Natural-language object grounding data:
━━━━━━━━━━━━━━━━━━━━

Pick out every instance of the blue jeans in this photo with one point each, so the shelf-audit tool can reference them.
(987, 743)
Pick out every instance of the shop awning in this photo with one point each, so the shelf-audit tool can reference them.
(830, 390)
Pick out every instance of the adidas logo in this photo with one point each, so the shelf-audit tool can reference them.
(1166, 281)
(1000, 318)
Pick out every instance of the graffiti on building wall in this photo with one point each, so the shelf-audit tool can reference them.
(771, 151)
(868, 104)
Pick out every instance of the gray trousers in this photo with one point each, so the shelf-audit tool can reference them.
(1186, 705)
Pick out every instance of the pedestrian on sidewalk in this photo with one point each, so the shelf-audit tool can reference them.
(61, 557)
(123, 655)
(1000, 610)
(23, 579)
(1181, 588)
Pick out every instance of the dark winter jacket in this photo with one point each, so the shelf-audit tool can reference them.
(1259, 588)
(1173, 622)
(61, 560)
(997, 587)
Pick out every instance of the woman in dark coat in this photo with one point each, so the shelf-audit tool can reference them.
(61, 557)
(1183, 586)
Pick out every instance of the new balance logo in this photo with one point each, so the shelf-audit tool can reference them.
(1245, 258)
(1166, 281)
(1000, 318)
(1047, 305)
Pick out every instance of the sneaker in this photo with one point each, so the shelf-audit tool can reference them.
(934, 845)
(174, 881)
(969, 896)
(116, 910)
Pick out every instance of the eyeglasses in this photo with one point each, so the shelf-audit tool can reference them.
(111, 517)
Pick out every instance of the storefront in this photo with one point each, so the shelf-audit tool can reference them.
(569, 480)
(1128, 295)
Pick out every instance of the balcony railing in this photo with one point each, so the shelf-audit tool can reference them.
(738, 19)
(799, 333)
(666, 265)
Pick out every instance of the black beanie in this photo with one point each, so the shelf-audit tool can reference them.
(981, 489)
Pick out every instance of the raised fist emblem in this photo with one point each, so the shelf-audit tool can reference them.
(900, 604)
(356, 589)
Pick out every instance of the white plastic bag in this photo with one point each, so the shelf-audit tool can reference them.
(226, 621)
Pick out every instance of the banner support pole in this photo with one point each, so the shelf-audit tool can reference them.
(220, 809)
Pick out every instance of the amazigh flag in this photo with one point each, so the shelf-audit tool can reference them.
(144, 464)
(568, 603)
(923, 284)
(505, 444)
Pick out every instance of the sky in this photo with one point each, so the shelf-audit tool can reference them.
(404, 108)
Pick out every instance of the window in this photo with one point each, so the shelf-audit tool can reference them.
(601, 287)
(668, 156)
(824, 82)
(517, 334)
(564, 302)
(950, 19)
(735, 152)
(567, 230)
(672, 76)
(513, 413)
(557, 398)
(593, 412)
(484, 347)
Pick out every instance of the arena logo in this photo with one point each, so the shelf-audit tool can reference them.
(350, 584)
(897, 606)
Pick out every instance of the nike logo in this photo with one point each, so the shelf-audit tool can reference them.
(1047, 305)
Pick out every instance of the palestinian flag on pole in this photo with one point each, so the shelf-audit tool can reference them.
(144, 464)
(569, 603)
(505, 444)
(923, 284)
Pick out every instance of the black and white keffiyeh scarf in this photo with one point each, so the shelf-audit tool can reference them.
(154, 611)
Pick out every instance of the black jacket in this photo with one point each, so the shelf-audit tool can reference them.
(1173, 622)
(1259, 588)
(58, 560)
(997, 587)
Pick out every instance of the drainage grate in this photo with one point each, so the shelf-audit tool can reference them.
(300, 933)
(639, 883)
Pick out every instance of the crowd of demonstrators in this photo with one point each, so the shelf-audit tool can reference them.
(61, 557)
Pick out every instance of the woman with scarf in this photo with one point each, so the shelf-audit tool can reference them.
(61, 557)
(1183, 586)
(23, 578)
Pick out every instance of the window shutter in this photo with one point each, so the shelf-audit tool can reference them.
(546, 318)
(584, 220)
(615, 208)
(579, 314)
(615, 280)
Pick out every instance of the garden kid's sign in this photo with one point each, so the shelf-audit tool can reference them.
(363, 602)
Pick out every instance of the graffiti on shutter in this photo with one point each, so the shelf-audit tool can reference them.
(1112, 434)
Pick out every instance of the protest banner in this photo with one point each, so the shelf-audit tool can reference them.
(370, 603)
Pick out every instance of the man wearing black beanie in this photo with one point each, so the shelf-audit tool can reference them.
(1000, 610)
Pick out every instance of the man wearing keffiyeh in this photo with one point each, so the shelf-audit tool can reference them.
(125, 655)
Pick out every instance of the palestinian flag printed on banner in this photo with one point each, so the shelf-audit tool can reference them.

━━━━━━━━━━━━━━━━━━━━

TASK: From the first line down to the last, give the records again exactly.

THE ANSWER:
Pick out every instance of the blue jeans in this photo with one point each, so the shelf-audit tool can reference them.
(987, 743)
Pick out every instance of the shop awning in this photo with one point each, so the shelf-audit tool can reference them.
(830, 390)
Pick out every instance of the adidas logo in this photo with one point each, so the shelf-audit tool can reference them.
(1166, 281)
(1000, 318)
Pick out every instance of the graffiti on building wall in this photo with one point each, so the shelf-audit tool can reference them.
(771, 151)
(868, 104)
Pick out every instance of the gray trousers in this photo with one point each, so the shelf-audit tool can reference them.
(1186, 705)
Pick out every instance of the pedestrian on sidewalk in this photo with one point each, so the shelf-audit tool can reference them.
(61, 557)
(123, 655)
(1000, 610)
(23, 579)
(1181, 588)
Pick out every instance of the dark winter jacket in this photo with one point each, so the shelf-audit tool can reference them.
(1259, 588)
(1173, 622)
(61, 560)
(997, 587)
Pick out every instance of the woman in dark coat in this photo with one point each, so the shelf-audit tool can reference them.
(61, 557)
(1183, 586)
Pick out every instance of the new balance logo in this photo with one point each, so the shelf-audit tool can reference them.
(1245, 258)
(1166, 281)
(1000, 318)
(1047, 305)
Pick out every instance of the sneaker in this photo with one point each, so the shelf-audit tool can reference them.
(934, 845)
(174, 881)
(969, 896)
(116, 910)
Pick out every instance of the eyeglasses in this photo with one point each, so the shelf-audit tool can reference them.
(111, 517)
Pick out every instance of the storefront in this photo with one point each, so the shelf-audit tool can reference them.
(569, 480)
(1128, 295)
Pick out every instance of the balcony railing in this photo with one point each, so the shelf-audit tool can reference them.
(738, 19)
(799, 333)
(666, 265)
Pick out every instance of the black beanie in this photo with one point each, so the shelf-audit tool can reference them.
(981, 489)
Pick out every instance of the raised fist emblem in this photo with one point each, so the shelf-audit tool can reference them.
(900, 604)
(356, 589)
Pick out every instance of the white plastic bag in this photo with one point each, so the shelf-audit tool can reference them.
(226, 621)
Pick out every instance of the banner support pole in this photo with one point each, so the shelf-audit tool can reference them.
(220, 809)
Pick out every instance of the amazigh flag in this photo with one point each, so the shelf-audit tool can reference them.
(144, 464)
(568, 603)
(923, 284)
(505, 444)
Pick out every instance of the sky in this photo with one point each, so the shelf-audit tool can reference them.
(404, 108)
Pick out every instance of the window in this photo with one point each, so the shelf-audit tool can reference them.
(601, 287)
(668, 156)
(824, 82)
(517, 334)
(564, 302)
(950, 19)
(735, 152)
(567, 230)
(672, 76)
(513, 413)
(557, 398)
(593, 412)
(484, 347)
Pick out every instance of the arena logo in this photo with one point each, so the shelf-audit tool can reference them.
(350, 584)
(897, 606)
Pick out every instance of the nike logo in this photo with one point each, so the shelf-audit tool can reference them.
(1047, 305)
Pick out every instance of the palestinian flag on pole in this photo with one point each, so the shelf-audit tool can reference them.
(144, 464)
(569, 603)
(505, 444)
(923, 284)
Pick out every instance of the black and white keffiyeh scarf in this photo with one point each, so the shelf-audit tool can reference them.
(154, 611)
Pick out every instance of the black jacket in this photo with one point each, so the shelf-audit tool can reference them.
(1173, 622)
(1259, 588)
(58, 560)
(997, 587)
Pick out every instance of the drainage grate in this photo with one point each, so the shelf-audit tool can reference them.
(300, 933)
(639, 883)
Pick out every instance of the crowd of demonstrators in this photo with one point each, so the shelf-audit tool can reference them.
(61, 557)
Pick out every instance of the woman with scarf in this photo with one point each, so the shelf-audit tool can reference them.
(61, 557)
(1183, 586)
(23, 578)
Pick out every instance of the window shutter in this photo with one point each, so the shelf-audit tool can reference them.
(546, 318)
(584, 220)
(615, 208)
(579, 314)
(615, 280)
Pick out every instance of the garden kid's sign in this photo with one point each, so the shelf-audit tool can reference them.
(363, 602)
Pick out every instance of the graffiti on shutter in this photo with one point each, so the shelf-audit tool can reference them.
(1112, 434)
Pick out every instance of the protest banner in this photo with one point each, so the shelf-audit tool can reference them.
(370, 603)
Pick out every instance of the man wearing black beanie in this photo with one point each, so the shelf-audit tool can reference them.
(1000, 610)
Pick out every instance of the man wearing keffiyeh in this photo with one point each, so the shelf-audit tool can reference them.
(125, 655)
Pick out every instance of the palestinian flag printed on banner in this photo with one point each, so the shelf-audit tool can reference them.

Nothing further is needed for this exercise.